## [Records supplied]
______

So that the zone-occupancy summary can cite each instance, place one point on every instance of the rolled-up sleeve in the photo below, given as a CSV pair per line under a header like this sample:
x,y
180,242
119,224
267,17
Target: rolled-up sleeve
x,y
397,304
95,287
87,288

______

## [Action item]
Take the listing above and write it out again exactly.

## [Response box]
So that the zone-occupancy summary can cite each instance, place one point on every instance of the rolled-up sleeve in the photo below, given as a CSV pair per line under a header like this sample:
x,y
180,242
119,224
267,17
Target: rolled-up sleeve
x,y
397,304
95,287
87,288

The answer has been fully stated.